* _Comprueba tu comprensión_
[a] Repite literalmente el fragmento del texto que va de "The Dawn Wall es" a "Nacional de Yosemite.", ambos incluidos.
[b] Responde a estas preguntas según lo que dice el texto:
(i) ¿Quién aparece como ilustrador?
(ii) ¿Cuántos días retrata el documental The Dawn Wall?
(iii) ¿En qué parque nacional se encuentra el Dawn Wall?

* _Texto_
Tuneando el arte de viajar con la mente. En estos días estoy descubriendo un mundo totalmente nuevo para mí, de cosas que quiero aprender y caminos que quiero andar.

Escribe: Silvina Soria
Ilustra: Mitucami

Con la interminable lista de cosas para concretar que escribí en los primeros días en que se asumía la pandemia y en una España que comenzaba un confinamiento indefinido —en realidad nos ponían fechas consuelo de caducidad, ya el resto lo conocemos todos—, tengo que reconocer y sin pudor, que lo que mejor me salió fue ver películas y series. Sé que no estoy sola en el sentimiento.

Una de ellas fue The Dawn Wall de Josh Lowell y Peter Mortimer (2017), en la misma línea de Maiden Trip de Jillian Schlesinger (2013), Into the wild de Sean Penn (2007) y Wild de Jean-Marc Vallée (2014). La cito, no tanto por lo anecdótico de la odisea, que no deja de ser admirablemente maravillosa, sino por los pensamientos que me provocó y las asociaciones mentales que hago cuando me voy por las ramas.

The Dawn Wall es un documental que retrata diecinueve días de uno de los desafíos más intensos en cuanto a escalada se trata. Tommy Caldwell y Kevin Jorgeson han desafiado perseverantemente uno de los muros más imponentes y difíciles del mundo escalando el Dawn Wall en el Parque Nacional de Yosemite. 

Desde hace un tiempo a esta parte, empecé a ver este estilo de películas documentales o documentales ficcionados, en general clasificadas como inspiradoras, hecho que ocurrió casi en paralelo con empezar a incursionar frecuentemente en la naturaleza y recorrer las montañas que me rodean.

Personalmente, estas películas me provocan ganas de escalar el Everest. Tienen el poder de transportarme y reflejar el espíritu luchador, estoico, de convicciones profundas que nos refresca el entusiasmo por la vida en medio de tanto desquicio humano, ese espíritu que lleva a la superación de uno mismo en cada decisión y no rendirse antes las dificultades. Desde lo mental a lo físico y emocional, en perfecto equilibrio y sintonía.

Nos desafían a derribar barreras y atravesar los frenos mentales que a veces nos imponemos o borrar las etiquetas que no nos permiten mantenernos en continuo crecimiento, lo cual advoco, y nos dejan estancados a viejas creencias, no solo a nivel personal, de un compromiso con la vida para superarnos, sino a nivel colectivo y social.

* _Entradas de datos almacenadas_
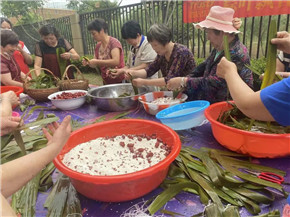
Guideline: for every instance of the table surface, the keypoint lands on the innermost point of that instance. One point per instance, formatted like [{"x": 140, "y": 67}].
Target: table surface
[{"x": 187, "y": 204}]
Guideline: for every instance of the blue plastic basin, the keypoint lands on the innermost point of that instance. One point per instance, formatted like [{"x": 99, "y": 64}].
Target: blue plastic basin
[{"x": 184, "y": 116}]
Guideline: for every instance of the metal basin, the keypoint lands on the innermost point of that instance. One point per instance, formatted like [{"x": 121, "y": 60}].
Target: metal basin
[{"x": 113, "y": 97}]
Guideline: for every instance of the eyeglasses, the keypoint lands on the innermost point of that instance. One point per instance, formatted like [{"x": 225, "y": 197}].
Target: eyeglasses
[{"x": 5, "y": 29}]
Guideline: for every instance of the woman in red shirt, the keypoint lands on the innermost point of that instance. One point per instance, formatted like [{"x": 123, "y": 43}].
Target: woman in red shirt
[
  {"x": 22, "y": 54},
  {"x": 11, "y": 74}
]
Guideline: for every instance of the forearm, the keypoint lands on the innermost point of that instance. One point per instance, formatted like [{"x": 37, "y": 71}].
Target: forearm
[
  {"x": 248, "y": 101},
  {"x": 141, "y": 73},
  {"x": 141, "y": 66},
  {"x": 107, "y": 63},
  {"x": 6, "y": 108},
  {"x": 74, "y": 56},
  {"x": 27, "y": 57},
  {"x": 25, "y": 167},
  {"x": 239, "y": 90},
  {"x": 159, "y": 82},
  {"x": 11, "y": 83},
  {"x": 6, "y": 209}
]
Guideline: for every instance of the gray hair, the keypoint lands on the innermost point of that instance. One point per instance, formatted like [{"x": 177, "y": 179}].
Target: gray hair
[{"x": 160, "y": 33}]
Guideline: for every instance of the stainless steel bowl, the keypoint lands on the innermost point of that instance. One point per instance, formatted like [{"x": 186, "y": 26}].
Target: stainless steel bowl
[{"x": 108, "y": 98}]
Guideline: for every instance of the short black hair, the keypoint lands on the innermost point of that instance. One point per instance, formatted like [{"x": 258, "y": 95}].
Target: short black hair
[
  {"x": 49, "y": 29},
  {"x": 131, "y": 29},
  {"x": 160, "y": 33},
  {"x": 8, "y": 37},
  {"x": 97, "y": 25},
  {"x": 4, "y": 19}
]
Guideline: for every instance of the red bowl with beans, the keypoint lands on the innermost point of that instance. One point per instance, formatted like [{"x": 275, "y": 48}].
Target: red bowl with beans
[
  {"x": 117, "y": 188},
  {"x": 68, "y": 99}
]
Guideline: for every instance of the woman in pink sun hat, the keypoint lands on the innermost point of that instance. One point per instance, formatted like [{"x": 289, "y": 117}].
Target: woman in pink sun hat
[{"x": 202, "y": 82}]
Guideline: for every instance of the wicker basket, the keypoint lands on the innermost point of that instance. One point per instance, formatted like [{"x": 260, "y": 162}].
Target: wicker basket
[
  {"x": 73, "y": 84},
  {"x": 40, "y": 94}
]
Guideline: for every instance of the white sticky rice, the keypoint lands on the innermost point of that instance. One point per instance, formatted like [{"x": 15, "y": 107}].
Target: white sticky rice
[{"x": 115, "y": 156}]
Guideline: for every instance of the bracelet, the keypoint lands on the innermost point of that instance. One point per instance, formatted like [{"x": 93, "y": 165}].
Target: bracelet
[{"x": 182, "y": 83}]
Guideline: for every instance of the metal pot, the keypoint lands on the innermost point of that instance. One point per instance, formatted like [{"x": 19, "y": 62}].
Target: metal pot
[{"x": 113, "y": 97}]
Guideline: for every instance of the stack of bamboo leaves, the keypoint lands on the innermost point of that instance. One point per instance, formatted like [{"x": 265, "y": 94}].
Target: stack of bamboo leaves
[
  {"x": 218, "y": 176},
  {"x": 23, "y": 201},
  {"x": 63, "y": 199}
]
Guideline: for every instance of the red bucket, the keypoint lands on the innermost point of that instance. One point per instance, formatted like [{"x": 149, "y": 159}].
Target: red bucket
[
  {"x": 120, "y": 187},
  {"x": 251, "y": 143}
]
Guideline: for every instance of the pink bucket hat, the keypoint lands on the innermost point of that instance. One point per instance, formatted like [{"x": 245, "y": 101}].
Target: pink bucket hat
[{"x": 219, "y": 18}]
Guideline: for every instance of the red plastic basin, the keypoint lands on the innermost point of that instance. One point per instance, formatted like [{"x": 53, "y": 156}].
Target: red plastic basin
[
  {"x": 120, "y": 187},
  {"x": 16, "y": 89},
  {"x": 251, "y": 143}
]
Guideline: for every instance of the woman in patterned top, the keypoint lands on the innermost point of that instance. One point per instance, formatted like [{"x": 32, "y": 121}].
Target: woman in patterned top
[
  {"x": 141, "y": 53},
  {"x": 172, "y": 59},
  {"x": 53, "y": 51},
  {"x": 108, "y": 52},
  {"x": 203, "y": 83}
]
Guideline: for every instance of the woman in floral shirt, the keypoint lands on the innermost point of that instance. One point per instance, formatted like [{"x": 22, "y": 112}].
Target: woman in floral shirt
[
  {"x": 203, "y": 83},
  {"x": 172, "y": 59}
]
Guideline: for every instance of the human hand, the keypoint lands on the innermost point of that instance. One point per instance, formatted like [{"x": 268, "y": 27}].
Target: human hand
[
  {"x": 11, "y": 98},
  {"x": 19, "y": 48},
  {"x": 66, "y": 55},
  {"x": 237, "y": 23},
  {"x": 114, "y": 73},
  {"x": 8, "y": 124},
  {"x": 139, "y": 82},
  {"x": 282, "y": 74},
  {"x": 282, "y": 41},
  {"x": 60, "y": 133},
  {"x": 174, "y": 83},
  {"x": 129, "y": 74},
  {"x": 224, "y": 67}
]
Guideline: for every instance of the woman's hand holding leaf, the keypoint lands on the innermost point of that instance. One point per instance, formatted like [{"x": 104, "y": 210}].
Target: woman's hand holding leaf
[{"x": 60, "y": 133}]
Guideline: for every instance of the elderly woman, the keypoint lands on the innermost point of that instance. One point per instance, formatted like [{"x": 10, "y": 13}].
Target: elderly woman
[
  {"x": 172, "y": 59},
  {"x": 22, "y": 54},
  {"x": 108, "y": 52},
  {"x": 141, "y": 53},
  {"x": 203, "y": 83},
  {"x": 11, "y": 74},
  {"x": 53, "y": 52}
]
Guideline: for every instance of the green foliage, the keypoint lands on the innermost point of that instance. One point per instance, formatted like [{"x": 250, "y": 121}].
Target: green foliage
[
  {"x": 198, "y": 60},
  {"x": 84, "y": 69},
  {"x": 84, "y": 6},
  {"x": 24, "y": 11}
]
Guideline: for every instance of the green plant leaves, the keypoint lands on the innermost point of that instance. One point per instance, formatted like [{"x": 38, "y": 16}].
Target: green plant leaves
[{"x": 217, "y": 175}]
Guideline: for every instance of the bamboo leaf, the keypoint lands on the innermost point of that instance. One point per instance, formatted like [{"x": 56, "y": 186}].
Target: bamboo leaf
[
  {"x": 62, "y": 63},
  {"x": 227, "y": 163},
  {"x": 212, "y": 210},
  {"x": 57, "y": 205},
  {"x": 19, "y": 141},
  {"x": 202, "y": 182},
  {"x": 73, "y": 205},
  {"x": 271, "y": 57},
  {"x": 231, "y": 211},
  {"x": 39, "y": 122},
  {"x": 168, "y": 194}
]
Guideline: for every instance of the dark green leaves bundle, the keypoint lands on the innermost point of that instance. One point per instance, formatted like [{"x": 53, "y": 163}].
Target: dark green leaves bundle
[
  {"x": 43, "y": 81},
  {"x": 217, "y": 176},
  {"x": 62, "y": 63},
  {"x": 63, "y": 199},
  {"x": 235, "y": 118}
]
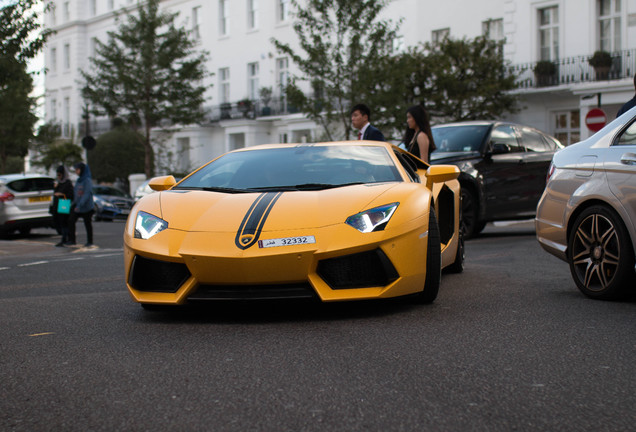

* _Resultados del ejercicio_
[a]
The Dawn Wall es un documental que retrata diecinueve días de uno de los desafíos más intensos en cuanto a escalada se trata. Tommy Caldwell y Kevin Jorgeson han desafiado perseverantemente uno de los muros más imponentes y difíciles del mundo escalando el Dawn Wall en el Parque Nacional de Yosemite.

[b]
(i) El ilustrador es Mitucami.
(ii) El documental retrata diecinueve días.
(iii) Se encuentra en el Parque Nacional de Yosemite.